**Source text**:
* * * * *

I'm new to pywikibot and trying to use weblinkchecker to find problematic links in my wiki, http://horawiki.org
Having installed and configured, I run "python pwb.py weblinkchecker -start:! " which processes several dozen pages, then stops with:
Traceback (most recent call last): File "/home/larrydenenberg7/pywikibot/pwb.py", line 40, in <module> sys.exit(main()) ...(many frames omitted)... File "/home/larrydenenberg7/pywikibot/scripts/weblinkchecker.py", line 573, in treat_page thread.name = removeprefix( TypeError: descriptor 'removeprefix' for 'str' objects doesn't apply to a 'NoneType' object CRITICAL: Exiting due to uncaught exception TypeError: descriptor 'removeprefix' for 'str' objects doesn't apply to a 'NoneType' object
I'm not 100% sure (how do I tell?) but this may be the page being processed: https://horawiki.org/page/Folk_Dance_Problem_Solver or it might be this one: https://horawiki.org/page/First_Steps (I tried running with max_external_links=1 and starting at specific pages but I'm still not sure which page caused the exception.)

* * * * *

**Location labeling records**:
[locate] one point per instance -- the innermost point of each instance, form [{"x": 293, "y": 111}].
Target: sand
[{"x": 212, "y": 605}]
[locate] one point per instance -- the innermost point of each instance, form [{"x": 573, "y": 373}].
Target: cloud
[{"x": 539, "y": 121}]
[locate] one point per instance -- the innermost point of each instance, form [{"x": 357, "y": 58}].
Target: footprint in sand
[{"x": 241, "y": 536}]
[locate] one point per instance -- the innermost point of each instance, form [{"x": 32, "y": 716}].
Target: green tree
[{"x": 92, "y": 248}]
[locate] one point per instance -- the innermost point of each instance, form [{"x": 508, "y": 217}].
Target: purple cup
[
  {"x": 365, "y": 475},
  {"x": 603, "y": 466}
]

* * * * *

**Direction**: In two or three sentences, explain why the weblinkchecker run described in the forum post stopped after processing several dozen pages. The records are separate material and have nothing to do with the forum post.

**Response**: The run exited because of an uncaught TypeError. At line 573 of weblinkchecker.py, in treat_page, the 'removeprefix' descriptor for 'str' objects was applied to a 'NoneType' object, which it doesn't accept.